# Work required
Repeat the records exactly. Leave out the pictures.

# Records
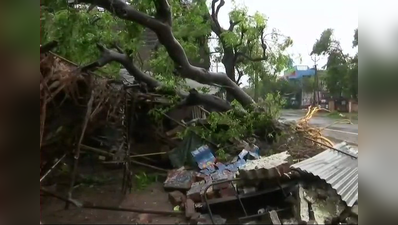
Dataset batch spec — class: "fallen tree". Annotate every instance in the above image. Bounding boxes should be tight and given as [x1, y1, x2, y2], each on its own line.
[40, 1, 335, 211]
[81, 43, 233, 112]
[75, 0, 254, 107]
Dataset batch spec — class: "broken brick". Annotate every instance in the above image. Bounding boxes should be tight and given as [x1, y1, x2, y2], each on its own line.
[185, 199, 196, 219]
[187, 181, 205, 202]
[168, 191, 186, 207]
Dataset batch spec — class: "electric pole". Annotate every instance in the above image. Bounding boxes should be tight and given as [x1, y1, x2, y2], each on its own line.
[311, 55, 320, 107]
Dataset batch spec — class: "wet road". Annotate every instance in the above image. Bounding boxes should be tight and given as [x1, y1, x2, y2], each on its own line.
[281, 110, 358, 146]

# Response to the task
Dataset batch spec — class: "fallen tree". Annotate every instance in the above image. Bounding boxes should be tight and given as [x1, y1, x2, y2], each on its own line.
[40, 1, 335, 211]
[81, 43, 233, 112]
[75, 0, 254, 107]
Dataset batch spec — class: "broken brick". Annotate every instance in the above image. Bounding boxes should be tight and given as [x1, y1, x2, y2], each on its own line.
[185, 199, 196, 219]
[187, 181, 205, 202]
[168, 191, 186, 207]
Dataset batch spec — class: "electric pole". Annotate every instance in the above image. Bounding boxes should be tight and given as [x1, y1, x2, y2], each on its own line.
[311, 55, 320, 107]
Dataset batch spec — class: "wet road". Annotate every instance in the above image. Bounding boxes should be tight and given as [x1, y1, x2, y2], each on its own line.
[281, 110, 358, 146]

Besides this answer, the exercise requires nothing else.